Application to Scaffold

The main application of ruled-based modeling, within our work is to optimize the Scaffold. In order to do so Kappa models for the Scaffold and its according reactions have been created. By using these one should essentially be able to simulate the time behavior of the scaffold together with according reactants, which it is designed to move into spatial proximity. Thus one would also be able to do several simulations for different used Promotors. Which would, essentially render one able to estimate the optimal Promotor to be used. However, one of the main problems regarding this, is that the according reaction rates are not known. An computational feasible approach to solve this would be, to do a random sampling of a limited reaction rate space for every simulation. Where knowledge regarding the several occurring reactions could also be used to get an better estimate and therefore better restriction of the according reaction rates. As it is not the common reaction rate k of chemistry used for the simulations but an stochastic reaction rate k, describing the relative frequency of a according reaction. The connection between both, for reactions with two reactants, is given as

\[ k = V \cdot r \cdot \frac{ \left<X_1 X_2\right> }{\left<X_1\right> \left<X_2\right>}\,, \]

which yields 

\[ k = V \cdot r \,, \]

for a simple binary reaction, with the reaction Volume being V1. Thus by getting the ranges of reaction Volumes within our Scaffold reactions, reasonable limits for the sampling simulations can be found.

Since any kappa simulation is a randomized algorithm, meaningful results can only be reached by averaging over several runs. Where we averaged over 1000 runs, this has been parallelized by means of a bash script.

Fig. 1: Results of Scaffold model for averages over 1000 runs

Components as written in our modell are listed below:
    • DNA_E: Amount of DNA representing proteins of enzymes inside Plasmid A
    • DNA_S: Amount of DNA representing proteins of scaffold inside Plasmid B
    • RNA_E: Amount of RNA representing proteins of enzymes inside Plasmid A
    • RNA_S: Amount of RNA representing proteins of scaffold inside Plasmid B
    • DNA_tot & RNA_tot: Each summarized amount of nuclein acid.
    • Scaff: Amount of Scaffold inside model.
    • DFR: Amount of Dihydroflavonoul inside model.
    • ANS: Amount of Anthocyanidin Synthase inside model.

Fig. 2: Standard Deviation of Scaffold model for averages over 1000 runs

As can be seen by comparing (Fig. 1) and (Fig. 2) the standard deviations are of the same order as the averages. Thus, the statistical error of the data has the same order as the data itself. 

Which leads to the conclusion that this model can not be used to correctly model our scaffold, since the results have large inherent variations.

This behavior remains even after using 104 samples instead of 103. Therefore, it is safe to say that this variation is due to some systematic misconception within the model.

We used the original repressilator model taken from - temporay not accessible anymore -  as base for our model. To check if theses results are due to some error from our side we again calculated results for 10000 samples for averaging.
┄┄┄┄┄┄
PROBLEMS TO WORK ON:
1. In the scaffold modeling text, how many runs were averaged, and how was that work parallelized?
2. Set down the scaffold modeling text from "Fig. 2: Standard" up to and including "samples for averaging.".
The entries are separate material, unrelated to the scaffold modeling text.

(Dataset excerpts)
┄┄┄┄┄┄
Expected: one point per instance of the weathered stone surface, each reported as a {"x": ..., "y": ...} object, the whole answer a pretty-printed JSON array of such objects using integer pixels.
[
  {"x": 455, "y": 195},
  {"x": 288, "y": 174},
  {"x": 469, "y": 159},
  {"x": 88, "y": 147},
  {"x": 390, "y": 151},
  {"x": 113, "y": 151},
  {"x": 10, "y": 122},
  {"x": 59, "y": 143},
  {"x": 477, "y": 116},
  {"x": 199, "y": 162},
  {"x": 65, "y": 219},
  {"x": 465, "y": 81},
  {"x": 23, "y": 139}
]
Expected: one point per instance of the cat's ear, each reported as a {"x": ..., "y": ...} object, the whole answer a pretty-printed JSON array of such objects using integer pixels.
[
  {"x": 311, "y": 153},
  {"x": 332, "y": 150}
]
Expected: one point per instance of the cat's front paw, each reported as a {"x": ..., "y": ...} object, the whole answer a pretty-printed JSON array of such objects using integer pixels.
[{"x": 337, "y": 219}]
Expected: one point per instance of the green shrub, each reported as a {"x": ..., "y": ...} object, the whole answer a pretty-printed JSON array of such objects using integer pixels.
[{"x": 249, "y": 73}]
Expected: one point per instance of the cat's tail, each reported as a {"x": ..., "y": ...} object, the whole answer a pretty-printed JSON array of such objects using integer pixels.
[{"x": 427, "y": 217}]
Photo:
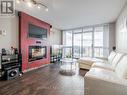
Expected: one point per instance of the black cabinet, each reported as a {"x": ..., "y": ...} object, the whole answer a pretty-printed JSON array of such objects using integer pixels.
[
  {"x": 55, "y": 53},
  {"x": 10, "y": 66}
]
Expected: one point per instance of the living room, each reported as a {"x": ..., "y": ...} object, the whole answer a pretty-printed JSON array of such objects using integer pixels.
[{"x": 63, "y": 47}]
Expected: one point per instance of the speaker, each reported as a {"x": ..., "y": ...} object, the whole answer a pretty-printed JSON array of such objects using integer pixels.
[{"x": 12, "y": 73}]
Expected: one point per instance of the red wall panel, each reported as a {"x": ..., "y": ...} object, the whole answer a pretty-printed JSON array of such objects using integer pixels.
[{"x": 25, "y": 42}]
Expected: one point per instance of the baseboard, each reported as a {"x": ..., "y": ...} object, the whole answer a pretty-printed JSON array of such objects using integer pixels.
[{"x": 35, "y": 68}]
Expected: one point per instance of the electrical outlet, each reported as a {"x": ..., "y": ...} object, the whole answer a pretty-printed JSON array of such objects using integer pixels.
[
  {"x": 4, "y": 32},
  {"x": 0, "y": 32}
]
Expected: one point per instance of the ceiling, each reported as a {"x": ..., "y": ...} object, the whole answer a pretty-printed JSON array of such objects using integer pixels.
[{"x": 67, "y": 14}]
┄┄┄┄┄┄
ANSWERS TO THE EXERCISE:
1. 1000 runs were averaged, parallelized by means of a bash script.

2.
Fig. 2: Standard Deviation of Scaffold model for averages over 1000 runs

As can be seen by comparing (Fig. 1) and (Fig. 2) the standard deviations are of the same order as the averages. Thus, the statistical error of the data has the same order as the data itself. 

Which leads to the conclusion that this model can not be used to correctly model our scaffold, since the results have large inherent variations.

This behavior remains even after using 104 samples instead of 103. Therefore, it is safe to say that this variation is due to some systematic misconception within the model.

We used the original repressilator model taken from - temporay not accessible anymore -  as base for our model. To check if theses results are due to some error from our side we again calculated results for 10000 samples for averaging.